Goal of the exercise: Starting at the line that contains "# test: for every instance of the bald", transcribe every remaining line of the entries exactly, including the last one.

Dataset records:
________
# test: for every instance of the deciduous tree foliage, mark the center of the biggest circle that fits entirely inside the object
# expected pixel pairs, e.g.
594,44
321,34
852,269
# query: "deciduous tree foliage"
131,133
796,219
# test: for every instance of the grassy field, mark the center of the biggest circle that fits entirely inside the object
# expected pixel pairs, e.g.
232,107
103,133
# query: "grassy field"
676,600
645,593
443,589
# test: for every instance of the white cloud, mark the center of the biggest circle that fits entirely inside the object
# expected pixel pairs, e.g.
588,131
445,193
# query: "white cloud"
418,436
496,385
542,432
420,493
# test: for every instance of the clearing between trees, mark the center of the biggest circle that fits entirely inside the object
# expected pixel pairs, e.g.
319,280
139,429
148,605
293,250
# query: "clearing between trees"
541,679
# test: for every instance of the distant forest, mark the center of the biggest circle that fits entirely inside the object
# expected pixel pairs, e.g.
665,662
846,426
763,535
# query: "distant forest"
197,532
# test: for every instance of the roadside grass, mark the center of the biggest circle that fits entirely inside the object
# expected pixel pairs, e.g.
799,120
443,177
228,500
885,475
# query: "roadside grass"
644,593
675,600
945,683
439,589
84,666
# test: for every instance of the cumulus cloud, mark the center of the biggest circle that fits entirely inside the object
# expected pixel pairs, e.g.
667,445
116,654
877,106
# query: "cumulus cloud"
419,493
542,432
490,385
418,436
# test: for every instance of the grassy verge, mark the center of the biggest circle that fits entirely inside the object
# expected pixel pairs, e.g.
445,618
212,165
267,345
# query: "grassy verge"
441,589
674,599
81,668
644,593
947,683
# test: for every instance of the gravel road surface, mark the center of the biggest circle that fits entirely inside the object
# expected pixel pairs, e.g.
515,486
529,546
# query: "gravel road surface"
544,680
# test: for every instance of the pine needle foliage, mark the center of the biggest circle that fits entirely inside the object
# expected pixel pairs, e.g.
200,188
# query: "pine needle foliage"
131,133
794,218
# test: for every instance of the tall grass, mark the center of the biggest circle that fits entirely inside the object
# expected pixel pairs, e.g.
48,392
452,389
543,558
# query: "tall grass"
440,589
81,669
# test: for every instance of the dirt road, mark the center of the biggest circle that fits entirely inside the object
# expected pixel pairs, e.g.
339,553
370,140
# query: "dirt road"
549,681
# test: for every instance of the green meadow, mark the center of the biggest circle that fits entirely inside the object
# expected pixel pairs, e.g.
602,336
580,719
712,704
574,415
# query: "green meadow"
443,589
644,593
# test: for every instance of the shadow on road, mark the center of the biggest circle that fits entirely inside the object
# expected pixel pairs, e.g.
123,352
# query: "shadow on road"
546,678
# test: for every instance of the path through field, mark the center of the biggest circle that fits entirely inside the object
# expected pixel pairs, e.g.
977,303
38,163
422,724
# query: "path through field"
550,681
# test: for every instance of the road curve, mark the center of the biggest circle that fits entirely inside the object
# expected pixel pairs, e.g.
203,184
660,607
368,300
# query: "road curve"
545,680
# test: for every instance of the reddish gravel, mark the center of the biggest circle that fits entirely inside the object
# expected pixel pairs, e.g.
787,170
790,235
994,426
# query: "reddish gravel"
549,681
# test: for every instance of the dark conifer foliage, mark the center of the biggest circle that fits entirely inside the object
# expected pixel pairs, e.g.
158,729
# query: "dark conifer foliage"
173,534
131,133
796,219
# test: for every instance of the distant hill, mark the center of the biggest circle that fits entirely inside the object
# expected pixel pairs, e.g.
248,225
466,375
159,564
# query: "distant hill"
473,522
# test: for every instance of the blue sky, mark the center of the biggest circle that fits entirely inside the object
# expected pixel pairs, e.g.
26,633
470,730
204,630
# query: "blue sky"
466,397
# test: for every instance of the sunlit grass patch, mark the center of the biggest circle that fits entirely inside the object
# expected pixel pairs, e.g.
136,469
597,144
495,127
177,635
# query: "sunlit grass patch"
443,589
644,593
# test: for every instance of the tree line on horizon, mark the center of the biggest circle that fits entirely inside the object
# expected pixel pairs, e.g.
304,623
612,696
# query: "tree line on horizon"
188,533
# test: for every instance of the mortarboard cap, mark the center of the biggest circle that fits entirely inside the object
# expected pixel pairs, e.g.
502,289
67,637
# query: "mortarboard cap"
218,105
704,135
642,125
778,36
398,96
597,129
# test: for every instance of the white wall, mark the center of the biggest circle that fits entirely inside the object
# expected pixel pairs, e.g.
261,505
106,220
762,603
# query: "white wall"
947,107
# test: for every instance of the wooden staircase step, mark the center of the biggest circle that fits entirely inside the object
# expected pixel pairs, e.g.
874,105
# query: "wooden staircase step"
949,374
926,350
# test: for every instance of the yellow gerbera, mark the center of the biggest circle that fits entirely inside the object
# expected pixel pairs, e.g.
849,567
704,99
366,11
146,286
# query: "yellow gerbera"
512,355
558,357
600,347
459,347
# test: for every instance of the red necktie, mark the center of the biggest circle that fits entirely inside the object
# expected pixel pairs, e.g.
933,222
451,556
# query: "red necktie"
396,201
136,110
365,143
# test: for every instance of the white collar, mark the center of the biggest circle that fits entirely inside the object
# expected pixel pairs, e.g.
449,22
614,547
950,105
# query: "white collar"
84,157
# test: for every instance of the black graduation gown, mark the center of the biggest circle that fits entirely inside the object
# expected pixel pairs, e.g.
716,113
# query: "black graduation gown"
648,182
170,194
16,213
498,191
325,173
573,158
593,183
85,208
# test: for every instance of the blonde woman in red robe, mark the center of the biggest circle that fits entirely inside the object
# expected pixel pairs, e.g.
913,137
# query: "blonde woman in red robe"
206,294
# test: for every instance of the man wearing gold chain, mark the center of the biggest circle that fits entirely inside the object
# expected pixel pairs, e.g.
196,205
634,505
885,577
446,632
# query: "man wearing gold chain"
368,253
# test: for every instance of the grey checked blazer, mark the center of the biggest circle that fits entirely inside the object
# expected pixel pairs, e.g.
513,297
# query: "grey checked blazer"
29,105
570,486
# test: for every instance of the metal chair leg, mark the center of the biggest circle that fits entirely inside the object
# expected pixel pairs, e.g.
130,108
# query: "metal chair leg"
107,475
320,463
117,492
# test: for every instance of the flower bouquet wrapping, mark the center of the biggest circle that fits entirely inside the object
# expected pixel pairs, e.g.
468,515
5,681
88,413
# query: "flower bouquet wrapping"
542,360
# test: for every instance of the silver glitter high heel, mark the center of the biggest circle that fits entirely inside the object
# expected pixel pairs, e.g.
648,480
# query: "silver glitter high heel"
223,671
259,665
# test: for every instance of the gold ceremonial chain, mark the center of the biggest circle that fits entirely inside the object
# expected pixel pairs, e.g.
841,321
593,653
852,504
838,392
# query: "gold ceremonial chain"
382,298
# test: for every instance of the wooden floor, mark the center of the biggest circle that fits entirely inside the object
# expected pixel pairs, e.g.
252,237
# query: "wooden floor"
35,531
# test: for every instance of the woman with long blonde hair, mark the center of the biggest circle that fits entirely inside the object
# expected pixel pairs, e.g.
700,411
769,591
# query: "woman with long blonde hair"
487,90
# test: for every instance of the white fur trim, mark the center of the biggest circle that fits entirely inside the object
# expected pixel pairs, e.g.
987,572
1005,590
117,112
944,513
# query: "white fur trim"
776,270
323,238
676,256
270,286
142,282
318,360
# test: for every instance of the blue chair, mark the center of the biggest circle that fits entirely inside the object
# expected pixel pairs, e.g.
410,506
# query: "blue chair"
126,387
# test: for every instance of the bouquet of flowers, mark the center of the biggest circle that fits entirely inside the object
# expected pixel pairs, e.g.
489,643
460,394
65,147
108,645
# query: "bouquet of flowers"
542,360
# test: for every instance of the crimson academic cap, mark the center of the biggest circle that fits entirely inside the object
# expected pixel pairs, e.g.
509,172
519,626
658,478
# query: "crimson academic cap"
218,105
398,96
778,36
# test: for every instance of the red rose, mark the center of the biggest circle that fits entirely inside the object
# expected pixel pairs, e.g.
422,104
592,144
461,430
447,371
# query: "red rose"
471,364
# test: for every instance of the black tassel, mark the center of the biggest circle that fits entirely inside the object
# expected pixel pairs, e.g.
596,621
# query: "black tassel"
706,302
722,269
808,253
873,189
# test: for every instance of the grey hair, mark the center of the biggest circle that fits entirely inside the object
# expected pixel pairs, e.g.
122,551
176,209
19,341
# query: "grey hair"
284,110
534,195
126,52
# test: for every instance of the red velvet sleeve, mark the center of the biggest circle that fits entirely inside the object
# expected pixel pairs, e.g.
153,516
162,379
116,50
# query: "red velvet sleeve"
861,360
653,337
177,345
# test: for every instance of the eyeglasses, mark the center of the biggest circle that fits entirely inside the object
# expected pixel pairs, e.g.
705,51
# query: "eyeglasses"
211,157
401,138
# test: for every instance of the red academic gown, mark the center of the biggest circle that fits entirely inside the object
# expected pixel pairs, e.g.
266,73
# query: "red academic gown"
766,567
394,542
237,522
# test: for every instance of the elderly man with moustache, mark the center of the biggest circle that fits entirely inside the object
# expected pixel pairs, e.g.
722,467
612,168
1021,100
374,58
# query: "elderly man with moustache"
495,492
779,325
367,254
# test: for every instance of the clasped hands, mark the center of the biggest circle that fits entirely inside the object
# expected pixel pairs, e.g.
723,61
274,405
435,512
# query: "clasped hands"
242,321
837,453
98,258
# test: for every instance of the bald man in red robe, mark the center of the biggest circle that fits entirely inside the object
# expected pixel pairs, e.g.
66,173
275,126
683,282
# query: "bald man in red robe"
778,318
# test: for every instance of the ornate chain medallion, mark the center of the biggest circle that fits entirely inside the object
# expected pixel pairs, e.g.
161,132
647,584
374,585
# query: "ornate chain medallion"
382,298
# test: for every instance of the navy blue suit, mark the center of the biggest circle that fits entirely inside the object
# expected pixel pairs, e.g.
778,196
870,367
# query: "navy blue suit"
________
Response:
# test: for every instance of the bald man in red robe, mark the center of the biggest circle that fits entirely inside the object
# expected pixel pairs, e.g.
66,173
275,126
683,282
# query: "bald man in red robe"
778,318
# test: for every instance of the ornate chain medallion, mark the center of the biggest circle that fits entirely inside the object
# expected pixel pairs, e.g.
161,132
647,584
374,585
# query: "ornate chain medallion"
382,298
# test: for every instance of the navy blue suit, mark the center of the biggest circle that fits entirely inside the object
# expected pixel pairs, e.g.
778,196
870,367
# query: "navy blue suit"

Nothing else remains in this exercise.